INSTRUCTIONS
1) Condense the paragraph of the forum post that begins "I don't know where you live" into a short list that keeps its main facts.
2) Repeat word for word the passage of the forum post starting at "07-02-2006 10:01 PM" and ending at "but not God.".

SELECTED EXCERPT
# # # # #

Author Topic:   Separation of Church and State
Jaderis
Member (Idle past 3455 days)
Posts: 622
From: NY,NY
Joined: 06-16-2006


Message 278 of 305 (328361)
07-02-2006 10:01 PM
Reply to: Message 238 by riVeRraT
06-30-2006 9:40 AM


Re: If you had kids, you would know
For the last ten years I have been going to my kids concerts around the holidays. The selections of songs did not include anything that even pertains to religion, angels or God.
It's ok to sing about Santa, but not God.
This last year, somehow the kids sang Hallelujah, for the last song. The prinicipal was sweating bullets. But to his surprise, the crowd roared at the end, like no other time before in the last ten years.
It was just awesome, there was a unified feeling of, dare I say, fuck the fact that they took prayer out of school.
I don't know where you live, but I grew up in Palm Beach County, Florida and was in the school choir. We sang songs like "Ave Maria" and "God Bless America" and no one batted an eyelash. Everyone understood that the choir director was not trying to preach but presenting beautiful songs. I was raised without religion (but not raised to be against it, my parents just wanted me to figure it all out for myself without being indoctrinated before I was able to ask the right questions) and neither my parents nor I had any problem singing these songs. I highly doubt that your experience in your school district is representative of the whole nation.

# # # # #

DATA PROVIDED
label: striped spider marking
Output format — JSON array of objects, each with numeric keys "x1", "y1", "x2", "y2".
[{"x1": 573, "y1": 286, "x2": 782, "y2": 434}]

# # # # #

ANSWERS FOR THIS EXERCISE
1)
- Grew up in Palm Beach County, Florida, and sang in the school choir.
- The choir sang songs such as "Ave Maria" and "God Bless America," and no one objected.
- Everyone understood the choir director was presenting beautiful songs, not preaching.
- Was raised without religion, but not against it, so as to figure things out without early indoctrination.
- Neither the writer nor the writer's parents had any problem with singing these songs.
- Doubts that the other poster's school district is representative of the whole nation.

2)
07-02-2006 10:01 PM
Reply to: Message 238 by riVeRraT
06-30-2006 9:40 AM


Re: If you had kids, you would know
For the last ten years I have been going to my kids concerts around the holidays. The selections of songs did not include anything that even pertains to religion, angels or God.
It's ok to sing about Santa, but not God.